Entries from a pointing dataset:

|---|

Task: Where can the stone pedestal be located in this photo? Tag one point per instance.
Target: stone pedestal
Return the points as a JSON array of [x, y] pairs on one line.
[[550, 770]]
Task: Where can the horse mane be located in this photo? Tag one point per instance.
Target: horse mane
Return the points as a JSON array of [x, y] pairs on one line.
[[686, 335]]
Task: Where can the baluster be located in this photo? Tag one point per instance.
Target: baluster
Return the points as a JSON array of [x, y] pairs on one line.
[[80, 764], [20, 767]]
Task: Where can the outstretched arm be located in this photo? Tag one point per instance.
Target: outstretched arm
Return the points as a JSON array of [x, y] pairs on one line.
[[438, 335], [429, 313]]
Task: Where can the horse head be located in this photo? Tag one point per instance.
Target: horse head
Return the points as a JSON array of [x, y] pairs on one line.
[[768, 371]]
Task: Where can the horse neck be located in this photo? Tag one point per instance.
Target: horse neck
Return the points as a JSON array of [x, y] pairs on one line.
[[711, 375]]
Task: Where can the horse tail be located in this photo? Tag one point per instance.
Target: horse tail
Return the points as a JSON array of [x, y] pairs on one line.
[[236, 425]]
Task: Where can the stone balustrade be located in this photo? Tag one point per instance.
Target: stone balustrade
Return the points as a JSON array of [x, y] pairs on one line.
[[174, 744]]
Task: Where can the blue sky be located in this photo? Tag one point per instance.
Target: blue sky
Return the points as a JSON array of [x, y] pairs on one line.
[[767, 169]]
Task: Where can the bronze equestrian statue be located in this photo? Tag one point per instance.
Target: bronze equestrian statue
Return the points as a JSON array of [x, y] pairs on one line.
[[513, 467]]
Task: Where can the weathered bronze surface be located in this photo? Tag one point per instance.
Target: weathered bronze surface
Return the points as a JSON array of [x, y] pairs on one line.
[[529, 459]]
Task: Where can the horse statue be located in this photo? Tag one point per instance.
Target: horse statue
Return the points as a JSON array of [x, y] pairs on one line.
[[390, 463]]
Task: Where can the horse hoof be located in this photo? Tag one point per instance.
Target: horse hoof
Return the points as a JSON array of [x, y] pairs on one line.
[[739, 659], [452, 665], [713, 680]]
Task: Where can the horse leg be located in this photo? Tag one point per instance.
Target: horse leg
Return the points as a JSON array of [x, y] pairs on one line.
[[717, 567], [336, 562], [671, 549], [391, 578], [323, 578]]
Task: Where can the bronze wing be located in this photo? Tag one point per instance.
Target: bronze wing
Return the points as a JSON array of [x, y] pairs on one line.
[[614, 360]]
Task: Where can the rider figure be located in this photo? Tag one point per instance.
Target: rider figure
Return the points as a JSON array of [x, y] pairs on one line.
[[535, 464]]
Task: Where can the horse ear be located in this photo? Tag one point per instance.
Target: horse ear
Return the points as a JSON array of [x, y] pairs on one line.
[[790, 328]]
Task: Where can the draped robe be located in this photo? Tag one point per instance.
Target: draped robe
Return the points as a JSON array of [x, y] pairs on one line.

|---|

◆ The task ◆
Can you write out all the records above again, switching every "Tag" to "Mark" and leaving everything else unchanged?

◆ Full answer ◆
Task: Where can the stone pedestal be located in this photo? Mark one point per instance.
Target: stone pedestal
Return the points as a JSON array of [x, y] pairs on one line.
[[550, 770]]
Task: Where can the horse mane be located in this photo? Mark one point per instance.
Target: horse mane
Return the points as a JSON array of [x, y] pairs on one line.
[[686, 335]]
Task: Where can the baluster be located in this photo? Mark one point per instance.
Target: baluster
Return the points as a JSON array of [x, y] pairs on one line.
[[80, 764], [20, 767]]
Task: Where can the outstretched arm be located in this photo? Mark one point per instance.
Target: outstretched arm
Return the points as a JSON array of [x, y] pairs on one line.
[[438, 335], [429, 313]]
Task: Where can the horse head be located in this photo? Mark one point per instance.
Target: horse head
Return the points as a JSON array of [x, y] pairs on one line.
[[768, 371]]
Task: Where can the horse neck be located in this photo? Mark one point per instance.
Target: horse neck
Return the points as a JSON array of [x, y] pairs on one line.
[[711, 375]]
Task: Where can the horse tail be located in this photo? Mark one point per instance.
Target: horse tail
Return the points as a JSON array of [x, y] pairs on one line.
[[236, 425]]
Task: Where can the stone balustrade be located in this photo? Mark one point per instance.
Target: stone balustrade
Return the points as a JSON array of [x, y] pairs on one line.
[[174, 744]]
Task: Where can the blue sky be located in this photo? Mark one point per instance.
Target: blue sky
Return the points as a JSON array of [x, y] pairs on one line.
[[767, 169]]
Task: Where can the bronze equestrian statue be located in this photo? Mark one point per instance.
Target: bronze equestrian statue
Return the points as a JSON array of [x, y] pairs on one line.
[[513, 467]]
Task: Where can the weathered bronze surface be located in this photo? Mark one point per instance.
Target: weathered bronze surface
Return the points as a JSON array of [x, y] pairs on one line.
[[529, 459]]
Task: Where can the horse statue be located in this photo? Mark one point per instance.
Target: horse statue
Return the points as a JSON array of [x, y] pairs on one line.
[[390, 463]]
Task: Where can the horse hoof be located in this photo? Mark one point per instance.
Target: horse hoof
Return the points as a JSON array of [x, y] pairs on one line.
[[739, 659], [452, 665], [713, 680]]
Task: Where can the horse leg be located in this photo? Mark one point per instance.
Target: horse leg
Return the points as a JSON array of [x, y] pairs on one line.
[[717, 567], [336, 562], [671, 549], [391, 578], [323, 578]]
Task: Where can the bronze wing be located in this photo? Mark one point per instance.
Target: bronze wing
Return the points as a JSON array of [x, y] pairs on one line.
[[614, 360]]
Task: Where can the rider figure be located in this photo? Mark one point per instance.
Target: rider figure
Return the points as a JSON array of [x, y] pairs on one line.
[[535, 464]]
Task: Where can the horse ear be located in this photo? Mark one point per instance.
Target: horse ear
Return the points as a JSON array of [x, y] pairs on one line.
[[790, 328]]
Task: Where can the draped robe be located in this photo? Mark one point per instance.
Target: draped robe
Return the points as a JSON array of [x, y] pairs on one line.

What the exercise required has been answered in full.